Required action: Once the pictures are set aside, retype the remaining entries exactly.

Provided records:
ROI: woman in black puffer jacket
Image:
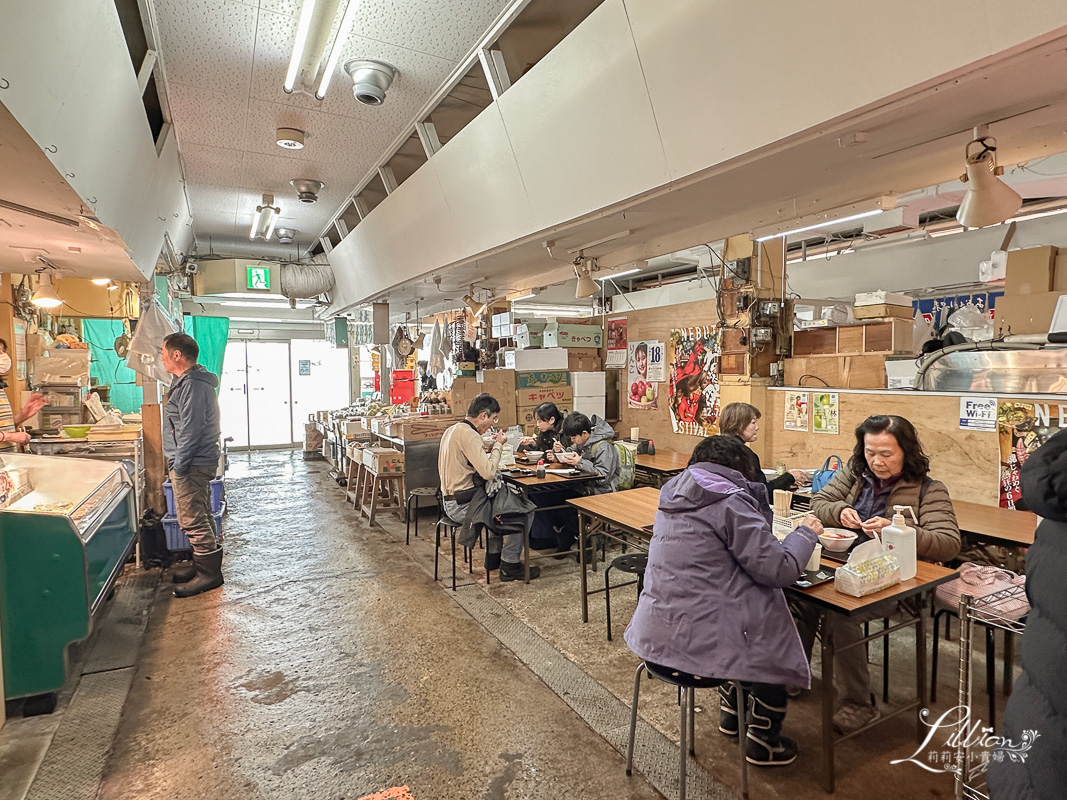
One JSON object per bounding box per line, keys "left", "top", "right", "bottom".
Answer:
{"left": 988, "top": 428, "right": 1067, "bottom": 799}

Result for this exercise:
ROI: woman in black puffer jacket
Image:
One JSON object per bounding box per line, keys "left", "top", "right", "bottom".
Answer:
{"left": 988, "top": 428, "right": 1067, "bottom": 799}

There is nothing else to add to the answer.